# [SOURCE PASSAGE]
--- --- ---

Hi there! #2 in our design series, meet the Blazemagus and Champion!

As noted in #1, all role/sub-role talk is referring to Total//Effect’s role and sub-role concepts.

The Blazemagus

I wanted to go elemental for explicit “magic user” types - just the four basic elements, earth/air/fire/water. It felt very on-brand. And the first one of those four that I made was Blazemagus.

Fire magic in games is usually a damage-over-time kind of thing when it’s not just direct damage. In video games I think that’s mostly fine because there’s an expectation of fights lasting for enough increments that that matters. I’m not so keen on damage-over-time effects in tabletop, though, or at least not slow-trickle ones. I generally think the ideal tabletop combat fight is 3-4 rounds, so at most any such effect would matter 2-3 times - and that’s assuming an enemy who takes forever to take out! VH isn’t that kind of game, really, even Prime enemies will generally not last all combat.

The Blazemagus’s roles/subroles are Attacker (Spread, Break) and Supporter (Heal). Instead of that damage-over-time, they largely make it easier for themselves and others to launch more devastating attacks. Area effects are another classic fire thing (fireball!) so Spread was an easy second choice.

Part of my goal with some of these classes is to have things that surprise people for all of them. In this case, I wanted something that really contrasted the idea of the aggressive destructive mage type. I generally associate warmth with comfort (at least if you’re in a part of the world that has winter as such!) so that seemed like a good fit.

--- --- ---

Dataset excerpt
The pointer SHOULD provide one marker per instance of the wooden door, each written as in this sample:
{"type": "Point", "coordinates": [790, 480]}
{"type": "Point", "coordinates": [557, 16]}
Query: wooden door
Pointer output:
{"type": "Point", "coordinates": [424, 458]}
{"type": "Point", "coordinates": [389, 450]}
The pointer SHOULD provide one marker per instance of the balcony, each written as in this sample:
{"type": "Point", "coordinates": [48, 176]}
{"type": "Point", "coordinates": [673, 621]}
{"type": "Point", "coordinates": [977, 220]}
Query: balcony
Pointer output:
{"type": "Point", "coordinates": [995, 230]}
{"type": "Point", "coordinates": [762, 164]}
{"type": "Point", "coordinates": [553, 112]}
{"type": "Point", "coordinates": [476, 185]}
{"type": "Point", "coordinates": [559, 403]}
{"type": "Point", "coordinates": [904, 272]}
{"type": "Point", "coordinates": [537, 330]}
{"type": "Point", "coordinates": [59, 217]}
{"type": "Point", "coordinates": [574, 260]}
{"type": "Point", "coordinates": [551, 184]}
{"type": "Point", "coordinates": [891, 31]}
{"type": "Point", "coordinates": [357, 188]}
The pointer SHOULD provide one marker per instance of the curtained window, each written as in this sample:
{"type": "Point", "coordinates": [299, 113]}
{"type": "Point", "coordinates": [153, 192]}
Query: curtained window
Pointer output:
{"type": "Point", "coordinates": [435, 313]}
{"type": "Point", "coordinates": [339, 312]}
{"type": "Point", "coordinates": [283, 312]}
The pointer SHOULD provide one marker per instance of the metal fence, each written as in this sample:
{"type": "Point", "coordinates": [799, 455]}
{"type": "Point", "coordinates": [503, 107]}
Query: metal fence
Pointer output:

--- --- ---

# [REQUEST 1]
According to the Blazemagus design post, why is the author not keen on slow damage-over-time effects in tabletop play? Answer in one to three sentences.
# [REQUEST 2]
Rewrite the paragraph of the Blazemagus design post that begins "The Blazemagus's roles/subroles are" as a short bulleted list that keeps its main facts.
# [REQUEST 3]
Carry the design post about the Blazemagus forward, starting after its final sentence.
The material was taken from a separate source.

# [WRITTEN REPLY 1]
The author considers the ideal tabletop fight to last three to four rounds, so such an effect would matter at most two or three times, and only against an enemy that takes a long time to defeat. In this game, even Prime enemies generally do not last the whole combat.

# [WRITTEN REPLY 2]
- Roles and sub-roles: Attacker (Spread, Break) and Supporter (Heal).
- Instead of dealing damage over time, the class mainly makes it easier for itself and others to launch more devastating attacks.
- Spread was an easy second choice, since area effects such as the fireball are a classic fire trait.

# [WRITTEN REPLY 3]
Based on this, I tweaked the suggested tales as such: two that sound a little more “standard” for aggressive wizard/sorcerer type, but one that has less of a martial or dark tone to it. The archetype ends up as more of a crusader than a destroyer, which feels right.

The Champion

I always want the fighter-type to feel cool. I firmly believe most fantasy games live or die by how well they do martial classes - not just because of the elephant in the room usually screwing that up badly, but in general because it’s indicative of what level of abstraction the game is working on. Champion started life as “Warrior” but that felt boring and I wanted to give off more of a “veteran”/“duelist”/“gladiator” impression. Someone extremely skilled, maybe a little flashy and overconfident, and hard to ignore. So, Champion!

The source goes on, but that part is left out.